GIVEN EXERCISE 1: Say whether each statement agrees with the excerpt on the Clintons in 1997 and 1998: (a) the televised denial took place in January 1998; (b) Bill eventually admitted that he had lied; (c) one of the phrases he used when confessing was "a lapse in judgment." Answer each with yes or no and quote the deciding words of the excerpt.
GIVEN EXERCISE 2: Carry on the excerpt on the Clintons in 1997 and 1998, starting right after its final sentence.

EXTRACT:

»»

1997 and '98 were difficult years, entirely self-induced, for the Clintons. Not only did Bill harass another female employee into providing him sexual services in the Oval Office, which Hillary was fully aware of, but Bill's lies about it required Hillary to lie in turn. The evidence for the harassment came out in Bill's harassment trial against Paula Jones, yet in January 1998 Bill found it necessary to lie to the entire nation at once. On nationwide TV he assured us, "I want you to listen to me. I'm going to say this again. I did not have sexual relations with that woman, Miss Lewinsky." I remember his marvelously convincing straight face. It was vintage Clinton. Unfortunately there were Linda Tripp's recordings of Monica Lewinsky's side of the story, and eventually the semen-stained blue dress. Bill's approach when he finally had no choice but to confess was typical of both Clintons: he said "it was wrong," and it was "a lapse in judgment," and it was a "personal failure". These are things that happen to all of us, just errors that can easily be forgiven and even overlooked. He never said he lied. He never admitted his act was sexual harassment, for which any CEO of a major firm would have been immediately sacked.

««

ROWS:

»»

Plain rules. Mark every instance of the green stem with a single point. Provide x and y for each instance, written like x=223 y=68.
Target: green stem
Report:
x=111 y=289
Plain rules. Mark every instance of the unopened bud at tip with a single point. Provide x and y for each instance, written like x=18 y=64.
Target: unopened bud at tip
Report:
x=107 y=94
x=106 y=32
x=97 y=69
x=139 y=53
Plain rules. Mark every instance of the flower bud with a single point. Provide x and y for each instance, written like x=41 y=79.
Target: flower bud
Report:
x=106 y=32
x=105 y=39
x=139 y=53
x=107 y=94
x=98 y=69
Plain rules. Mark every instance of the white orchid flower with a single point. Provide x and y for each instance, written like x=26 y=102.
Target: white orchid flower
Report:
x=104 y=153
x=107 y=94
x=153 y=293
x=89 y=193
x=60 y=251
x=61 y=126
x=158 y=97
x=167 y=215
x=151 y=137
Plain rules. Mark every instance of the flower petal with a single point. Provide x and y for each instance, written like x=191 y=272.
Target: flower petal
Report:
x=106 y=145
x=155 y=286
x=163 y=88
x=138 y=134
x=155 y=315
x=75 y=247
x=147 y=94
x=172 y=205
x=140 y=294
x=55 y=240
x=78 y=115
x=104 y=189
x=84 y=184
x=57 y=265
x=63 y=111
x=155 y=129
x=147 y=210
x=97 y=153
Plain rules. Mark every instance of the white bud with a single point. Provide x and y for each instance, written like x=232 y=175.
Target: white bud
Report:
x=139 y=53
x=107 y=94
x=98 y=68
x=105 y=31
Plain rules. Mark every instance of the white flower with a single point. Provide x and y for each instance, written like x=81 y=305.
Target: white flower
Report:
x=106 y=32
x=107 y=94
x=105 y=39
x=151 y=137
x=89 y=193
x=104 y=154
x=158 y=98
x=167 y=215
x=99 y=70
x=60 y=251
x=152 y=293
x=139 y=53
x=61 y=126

««

WRITTEN RESPONSE 1:
(a) Yes: "in January 1998 Bill found it necessary to lie to the entire nation at once"
(b) No: "He never said he lied."
(c) Yes: "it was "a lapse in judgment,""

WRITTEN RESPONSE 2:
Hillary promptly came to the defense of her husband while he was telling his lies, although she knew the accusations to be true. She went on the offense, accusing the Republican Party of engineering the case. And Monica, said Hillary, had only imagined a relationship with the President – which young girl wouldn't? Rumors to the contrary were, in Hillary's famous phrase, the work of a "vast right-wing conspiracy."

White House Motel – pay (a lot) to stay the night. Breakfast extra.
Some called it the "Lincoln Motel" or Motel 1600, among the more printable names. We're referring to the Clintons' scandalous practice in the White House to woo political donors with the offer of a night in the Lincoln bedroom. The going minimum donation seems to have been about $200,000. For $100,000 a donor could have breakfast with Bill in the White House (we don't know whether there was a special combination price for Room & Board). The Clintons started this practice as soon as they arrived. A memo from the DNC finance chair, Terry McAuliffe, to Bill Clinton's staff two weeks before his inauguration in January, 1993, proposed using the White House for partisan fund raising. Luncheons of groups of donors with the president also resulted in major cash to the party and to Bill's reelection fund. (The total haul for the party was $10,176,840 according to NY Times 3/2/1997). Even the oldtimers in Washington could not recall a president misusing the White House to that degree for partisan purposes.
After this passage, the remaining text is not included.